**BRIEF**
No images are to be carried over; print all other material exactly as it stands.

**Location identification entries**
----
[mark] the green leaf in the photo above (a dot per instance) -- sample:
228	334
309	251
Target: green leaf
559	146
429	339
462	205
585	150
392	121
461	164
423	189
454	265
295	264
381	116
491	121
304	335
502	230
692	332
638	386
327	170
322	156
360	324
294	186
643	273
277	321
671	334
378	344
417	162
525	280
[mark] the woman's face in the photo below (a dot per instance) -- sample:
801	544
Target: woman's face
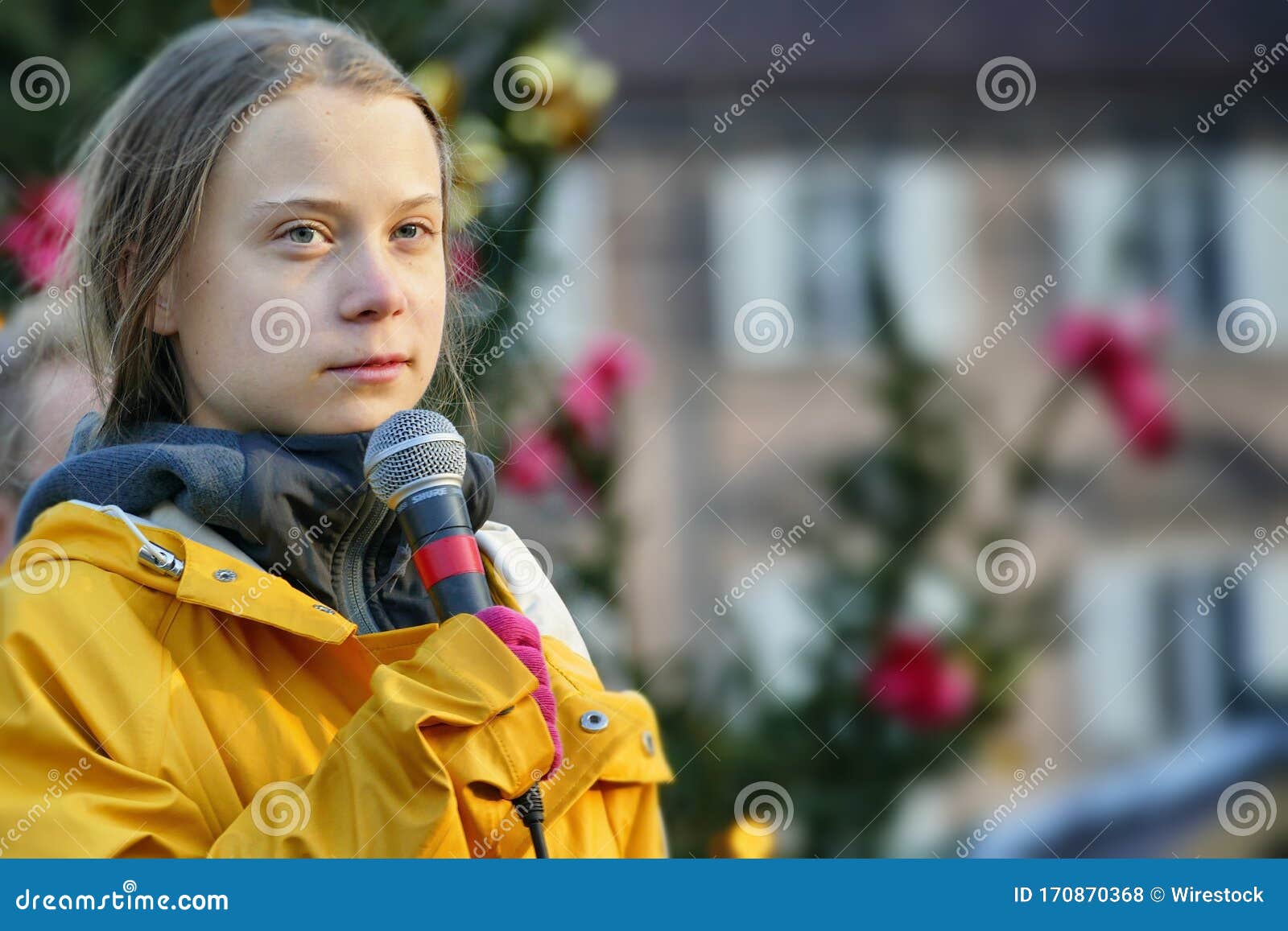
311	296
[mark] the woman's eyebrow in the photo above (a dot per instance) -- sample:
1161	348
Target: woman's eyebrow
322	204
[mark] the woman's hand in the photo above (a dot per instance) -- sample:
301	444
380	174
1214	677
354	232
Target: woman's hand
525	641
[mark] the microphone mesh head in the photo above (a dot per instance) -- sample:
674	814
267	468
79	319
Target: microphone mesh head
410	447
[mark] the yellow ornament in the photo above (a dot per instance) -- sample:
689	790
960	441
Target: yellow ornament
736	842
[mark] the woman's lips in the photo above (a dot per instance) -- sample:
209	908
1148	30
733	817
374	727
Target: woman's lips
371	373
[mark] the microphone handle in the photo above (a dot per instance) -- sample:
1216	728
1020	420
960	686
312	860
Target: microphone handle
437	523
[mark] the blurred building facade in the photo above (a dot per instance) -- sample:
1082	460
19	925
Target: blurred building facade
1118	180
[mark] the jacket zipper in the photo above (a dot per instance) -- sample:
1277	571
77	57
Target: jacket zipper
352	564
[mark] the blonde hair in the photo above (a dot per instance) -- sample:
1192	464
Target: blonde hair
143	174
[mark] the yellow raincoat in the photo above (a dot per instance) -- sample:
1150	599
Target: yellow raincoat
213	710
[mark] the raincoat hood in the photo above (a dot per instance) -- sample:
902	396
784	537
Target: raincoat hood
298	506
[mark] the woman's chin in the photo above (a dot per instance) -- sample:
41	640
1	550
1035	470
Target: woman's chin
352	416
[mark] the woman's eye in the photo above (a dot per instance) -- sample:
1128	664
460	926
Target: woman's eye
303	236
409	231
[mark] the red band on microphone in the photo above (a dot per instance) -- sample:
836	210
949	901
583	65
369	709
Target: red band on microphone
448	557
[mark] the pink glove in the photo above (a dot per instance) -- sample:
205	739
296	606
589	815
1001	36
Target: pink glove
525	641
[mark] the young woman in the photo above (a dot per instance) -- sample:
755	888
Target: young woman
212	641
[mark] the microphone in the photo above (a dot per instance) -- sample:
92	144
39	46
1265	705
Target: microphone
416	463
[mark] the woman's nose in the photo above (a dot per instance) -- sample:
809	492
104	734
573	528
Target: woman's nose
374	290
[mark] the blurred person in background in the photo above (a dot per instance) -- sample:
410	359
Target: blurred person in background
44	390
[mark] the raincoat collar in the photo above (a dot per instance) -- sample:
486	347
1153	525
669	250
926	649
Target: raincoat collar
295	505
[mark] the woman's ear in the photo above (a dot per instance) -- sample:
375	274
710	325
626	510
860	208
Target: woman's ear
163	317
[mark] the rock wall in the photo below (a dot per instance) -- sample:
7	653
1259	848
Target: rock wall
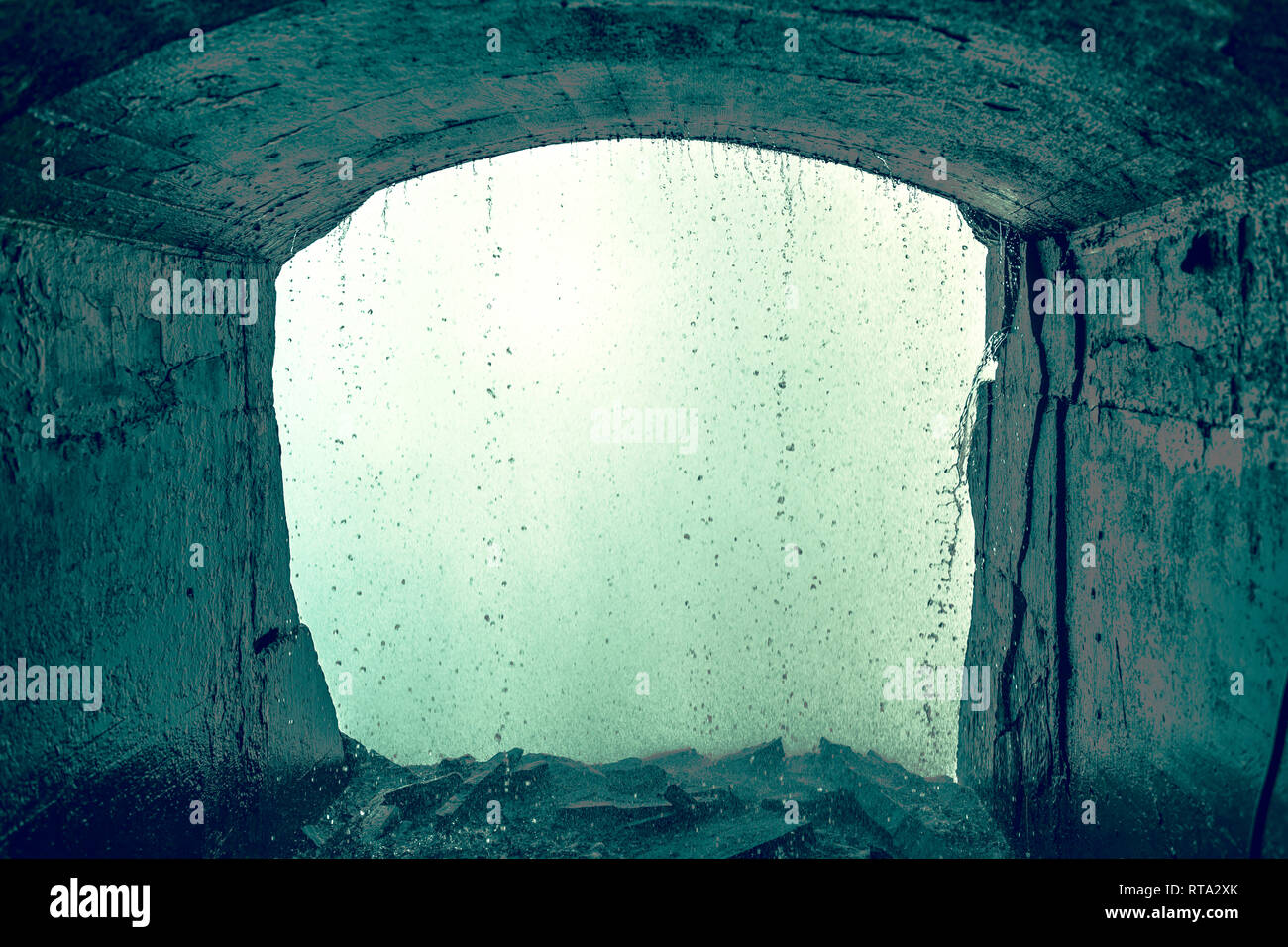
1115	681
163	436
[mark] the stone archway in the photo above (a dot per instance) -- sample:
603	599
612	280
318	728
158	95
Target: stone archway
219	161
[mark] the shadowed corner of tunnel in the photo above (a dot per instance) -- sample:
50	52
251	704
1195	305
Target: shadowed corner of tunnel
1147	441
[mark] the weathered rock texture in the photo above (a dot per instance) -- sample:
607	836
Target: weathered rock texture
1115	681
165	437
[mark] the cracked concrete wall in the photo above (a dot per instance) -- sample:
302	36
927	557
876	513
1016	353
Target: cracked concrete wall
163	436
235	153
1116	681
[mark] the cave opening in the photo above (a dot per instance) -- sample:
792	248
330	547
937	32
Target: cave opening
616	447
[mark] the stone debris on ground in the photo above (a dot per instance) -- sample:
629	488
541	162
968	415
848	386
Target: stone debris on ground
756	802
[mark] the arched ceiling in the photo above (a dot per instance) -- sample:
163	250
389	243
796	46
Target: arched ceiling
235	149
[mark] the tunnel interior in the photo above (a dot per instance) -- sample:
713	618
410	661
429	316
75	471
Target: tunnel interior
1125	174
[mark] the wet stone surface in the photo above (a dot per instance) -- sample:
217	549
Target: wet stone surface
756	802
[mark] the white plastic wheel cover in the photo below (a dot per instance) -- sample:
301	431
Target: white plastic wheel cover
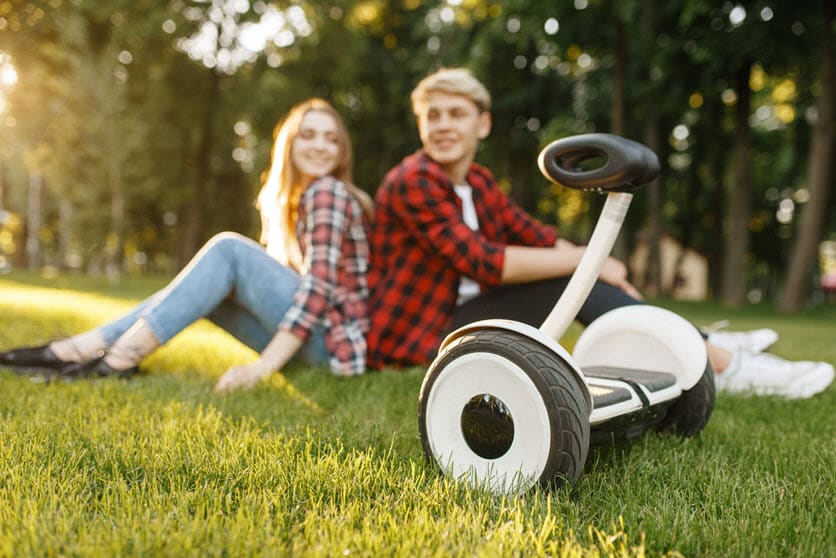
487	373
644	337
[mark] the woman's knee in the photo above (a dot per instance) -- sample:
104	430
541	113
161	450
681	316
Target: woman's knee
226	241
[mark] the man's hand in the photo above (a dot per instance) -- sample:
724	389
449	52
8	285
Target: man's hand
243	377
614	273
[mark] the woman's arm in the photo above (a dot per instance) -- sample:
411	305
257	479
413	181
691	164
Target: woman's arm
277	353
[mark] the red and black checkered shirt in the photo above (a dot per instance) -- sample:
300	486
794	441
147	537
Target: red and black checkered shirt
420	247
333	288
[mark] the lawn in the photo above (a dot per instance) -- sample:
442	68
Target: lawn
315	465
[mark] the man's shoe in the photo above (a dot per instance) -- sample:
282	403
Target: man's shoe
754	341
766	374
40	357
95	368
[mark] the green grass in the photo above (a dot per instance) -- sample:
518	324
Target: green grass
316	465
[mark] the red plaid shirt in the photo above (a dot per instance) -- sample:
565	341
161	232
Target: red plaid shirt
333	289
420	248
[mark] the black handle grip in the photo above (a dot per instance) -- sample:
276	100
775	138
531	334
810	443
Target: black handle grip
626	163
----
**ANSWER TO THIS EXERCISE**
[mark] the green leaf in the photo above (a dot per instance) -- sample:
228	334
309	251
Target: green leaf
559	146
429	339
462	205
585	150
392	121
461	164
423	189
454	265
295	264
381	116
491	121
304	335
502	230
692	332
638	386
327	170
322	156
360	324
294	186
643	273
277	321
671	334
378	344
417	162
525	280
[mark] the woman's face in the photo below (a dot per instance) -- sample:
801	544
Target: woman's face
311	296
[mark] the woman's eyebrow in the photo above (a dot per instance) -- sample:
1161	348
Target: woman's eyebrow
322	204
[mark] the woman's hand in the photo above (a dot per instance) -- sample:
301	444
380	174
1214	677
354	232
Target: woman's hand
525	641
[mark] the microphone mesh head in the photo above (a dot per instance) -- sample:
674	814
267	468
79	319
Target: microphone mesh head
410	447
[mark] the yellow ornament in the photo above (a dot per instance) -- sample:
689	790
960	441
Target: yellow ornament
736	842
[mark] the woman's lips in the photo above (a dot per instance) -- sample:
209	908
1148	30
733	817
374	727
Target: woman's lips
371	373
[mark] the microphone handle in the photo above (a dot per instance) -- sample:
1216	728
1020	420
960	686
312	860
Target: microphone handle
437	523
[mark] the blurred building facade in the photo above (a dot per instance) -- sample:
1082	460
19	925
Target: blurred building facade
1118	180
[mark] the jacket zipper in the photo above (a dot per instance) -- sample:
1277	571
77	57
Target: jacket zipper
352	564
[mark] the blonde hair in the photo above (a dot per instance) -- sample:
1192	464
Target: blonde hair
143	174
[mark] the yellow raincoat in the photo above (a dot per instance) -- sample:
1150	599
Target: yellow raincoat
213	710
[mark] the raincoat hood in the photo above (a dot per instance) -- sample:
902	396
784	537
Target: raincoat hood
298	506
[mark] the woman's chin in the photo above (a dot per instance) -- sample:
41	640
1	550
1035	470
Target: woman's chin
352	416
[mark] the woman's eye in the photo above (a dot per instance) -- sample:
1128	664
460	926
Target: woman's eye
303	236
409	231
[mark] the red band on microphone in the photo above (a dot per instance) -- sample:
836	210
949	901
583	65
369	709
Target: red band on microphone
448	557
[mark] the pink glove in the photo above (a dot per instance) -- sample:
205	739
296	606
589	815
1001	36
Target: pink glove
525	641
[mark] the young woman in the photo above (a dot per instance) -- sample:
755	888
Target: young woman
212	641
[mark] the microphone in the photo above (a dot per instance) -- sample:
92	144
39	46
1265	705
Target: microphone
416	463
[mark] the woman's nose in the photo above (a dot per instance) -- sample:
809	492
104	734
573	528
Target: woman's nose
374	290
[mark] the blurred person in background in the photo above (a dot per instance) -- sample:
410	359
Target: blurred person in background
44	390
[mark] the raincoat collar in the photo above (a dot per instance) -- sample:
486	347
1153	525
669	250
926	649
Target: raincoat collar
295	505
[mark] the woman's ear in the photo above (a dot per instance) -- sample:
375	274
710	325
626	510
860	208
Target: woman's ear
163	317
[mark] the rock wall in the photo below (a dot per instance) -- sample:
7	653
1259	848
Target: rock wall
1115	681
163	436
[mark] the stone archway in the photo above (a dot per instance) -- sample:
603	599
612	280
318	728
158	95
Target: stone archway
219	161
[mark] the shadowed corner of tunnel in the photo above (a dot per instance) -- sample:
50	52
251	704
1195	305
Target: shadowed corner of tunnel
1147	441
[mark] the weathered rock texture in the photo above (a dot per instance) -- sample:
607	836
Target: weathered rock texture
1115	681
165	437
[mark] the cracked concrete wall in the photo above (a dot per instance) -- sample:
302	36
927	557
876	513
1016	353
Target: cracked concrete wall
163	436
235	153
1116	681
[mark] the cave opening in the photo above (a dot per instance) -- sample:
792	248
330	547
937	32
Target: cave opening
616	447
[mark] the stone debris on ground in the photo above (a dot per instance) -- sample:
629	488
541	162
968	415
848	386
Target: stone debris on ground
756	802
[mark] the arched ceiling in the photo above (a dot per instance) -- sample:
163	250
389	243
796	46
Target: arched ceiling
235	149
[mark] the tunnel interior in the photo above (a dot per instance) -- sample:
713	618
410	661
429	316
75	471
Target: tunnel interior
1125	174
[mark] the wet stone surface in the photo above (a dot per instance) -- sample:
217	549
Target: wet stone surface
756	802
[mark] the white plastic wheel cover in the photo below (a dot per instance) -- sample:
301	431
Target: white plastic wheel cover
487	373
644	337
[mark] the woman's knee in the photo above (a dot per instance) -- sample:
104	430
541	113
161	450
681	316
Target: woman's knee
226	241
[mark] the man's hand in the photo above (a dot per instance) -- sample:
724	389
449	52
8	285
Target: man's hand
243	377
614	273
[mark] the woman's arm in the photo above (a dot per instance) -- sample:
411	305
257	479
413	181
691	164
Target: woman's arm
277	353
[mark] the red and black checkered shirt in the photo above (a dot per instance) -- sample:
300	486
794	441
147	537
Target: red and black checkered shirt
420	247
333	288
[mark] the lawn in the photo above (a dot per instance) -- sample:
442	68
Target: lawn
315	465
[mark] the man's shoe in the photo above (a dot per instance) -- sample:
282	403
Target: man's shoe
754	341
766	374
40	357
95	368
[mark] the green grass in the photo above (a dot per instance) -- sample:
518	324
Target: green grass
316	465
[mark] the red plaid shirt in the photo above (a dot per instance) -- sample:
565	341
161	232
Target: red plaid shirt
333	289
420	248
[mark] the black handle grip in the photo above (a dot per instance) -- sample:
276	100
775	138
531	334
810	443
Target: black handle grip
626	163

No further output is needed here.